__Text excerpt__.

***

Hundreds of thousands of poultry birds are being culled in Europe as countries on the continent scramble to contain an outbreak of avian influenza.
France has already slaughtered 200,000 birds and is set to cull 400,000 more in a bid to stop the virus spreading among duck flocks in the southwest of the country, Reuters reports.
Germany has also ordered 62,000 turkey and ducks to be culled after the type H5N8 bird flu was confirmed on two farms in the Cloppenburg region, one of the country's leading poultry production areas.
A number of countries on the continent have reported the virus in recent weeks, with wild birds suspected of spreading the disease.
The spread of the virus in Europe follows a similar outbreak in Japan reported late last year.
More than 3 million birds have been culled there, with the virus being found in around a quarter of the country's 47 prefectures, in Japan's worst bird flu outbreak on record.
While Japan's agriculture ministry says it is not possible for people to catch avian influenza from eating the eggs or meat of infected birds, health officials around the world are concerned the virus could make a "species jump" and be a threat to humans, according to Reuters.
An outbreak of the virus has also been confirmed in South Korea, where hundreds of thousands of chickens and ducks have been preventatively killed to stop its spread.
According to experts, the Asian and European strains of the virus are separate but both are believed to have originated in wild birds.

***

__Given data__.
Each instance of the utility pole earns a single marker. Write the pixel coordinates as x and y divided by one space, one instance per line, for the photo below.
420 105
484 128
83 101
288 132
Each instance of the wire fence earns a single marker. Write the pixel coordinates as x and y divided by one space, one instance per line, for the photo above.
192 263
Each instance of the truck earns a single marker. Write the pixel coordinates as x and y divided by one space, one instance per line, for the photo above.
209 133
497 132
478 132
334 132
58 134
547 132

***

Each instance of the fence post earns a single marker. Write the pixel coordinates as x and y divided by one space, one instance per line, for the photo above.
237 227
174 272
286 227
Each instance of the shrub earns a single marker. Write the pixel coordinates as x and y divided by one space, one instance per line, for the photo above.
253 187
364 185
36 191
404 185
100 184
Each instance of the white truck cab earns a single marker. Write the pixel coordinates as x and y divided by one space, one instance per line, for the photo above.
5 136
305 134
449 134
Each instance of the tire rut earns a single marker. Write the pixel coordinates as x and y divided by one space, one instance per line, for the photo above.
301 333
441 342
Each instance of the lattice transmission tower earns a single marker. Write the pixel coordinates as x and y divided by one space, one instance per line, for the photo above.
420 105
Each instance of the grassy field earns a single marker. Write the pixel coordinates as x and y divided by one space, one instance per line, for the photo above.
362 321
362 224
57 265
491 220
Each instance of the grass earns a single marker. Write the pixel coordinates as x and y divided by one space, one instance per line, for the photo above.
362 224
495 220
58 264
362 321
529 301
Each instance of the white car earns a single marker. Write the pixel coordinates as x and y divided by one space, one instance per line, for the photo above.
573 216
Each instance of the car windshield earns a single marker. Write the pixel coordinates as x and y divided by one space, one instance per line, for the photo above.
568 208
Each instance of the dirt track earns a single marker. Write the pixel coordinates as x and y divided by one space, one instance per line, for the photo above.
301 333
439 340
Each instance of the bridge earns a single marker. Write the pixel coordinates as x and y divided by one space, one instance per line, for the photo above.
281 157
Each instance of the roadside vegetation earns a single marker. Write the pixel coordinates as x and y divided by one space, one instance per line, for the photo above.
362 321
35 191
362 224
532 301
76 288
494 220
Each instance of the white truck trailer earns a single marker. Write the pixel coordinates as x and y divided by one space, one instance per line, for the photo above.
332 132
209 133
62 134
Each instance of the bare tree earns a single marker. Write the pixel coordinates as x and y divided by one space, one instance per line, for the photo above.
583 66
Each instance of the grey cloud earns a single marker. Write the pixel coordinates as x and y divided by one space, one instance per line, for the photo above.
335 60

***

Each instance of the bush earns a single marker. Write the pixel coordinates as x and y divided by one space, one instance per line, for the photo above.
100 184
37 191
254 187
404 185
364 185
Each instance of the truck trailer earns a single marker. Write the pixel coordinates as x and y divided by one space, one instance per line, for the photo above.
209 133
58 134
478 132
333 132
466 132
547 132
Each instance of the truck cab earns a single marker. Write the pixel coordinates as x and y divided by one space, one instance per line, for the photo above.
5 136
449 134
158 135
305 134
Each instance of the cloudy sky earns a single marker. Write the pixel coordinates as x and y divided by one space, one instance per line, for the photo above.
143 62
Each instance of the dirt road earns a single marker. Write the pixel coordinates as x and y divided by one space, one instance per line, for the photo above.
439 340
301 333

***

__Activity A__.
Answer these questions from the bird flu article:
(i) How many birds has France already slaughtered?
(ii) In which German region was H5N8 bird flu confirmed on two farms?
(iii) How many prefectures does Japan have?
__Activity B__. Copy from the bird flu article the part that opens with the words containing "France has already" and closes with "late last year.", keeping every word unchanged.
The records play no part in the work here.

__Exercise response A__.
(i) 200,000 birds
(ii) The Cloppenburg region
(iii) 47

__Exercise response B__.
France has already slaughtered 200,000 birds and is set to cull 400,000 more in a bid to stop the virus spreading among duck flocks in the southwest of the country, Reuters reports.
Germany has also ordered 62,000 turkey and ducks to be culled after the type H5N8 bird flu was confirmed on two farms in the Cloppenburg region, one of the country's leading poultry production areas.
A number of countries on the continent have reported the virus in recent weeks, with wild birds suspected of spreading the disease.
The spread of the virus in Europe follows a similar outbreak in Japan reported late last year.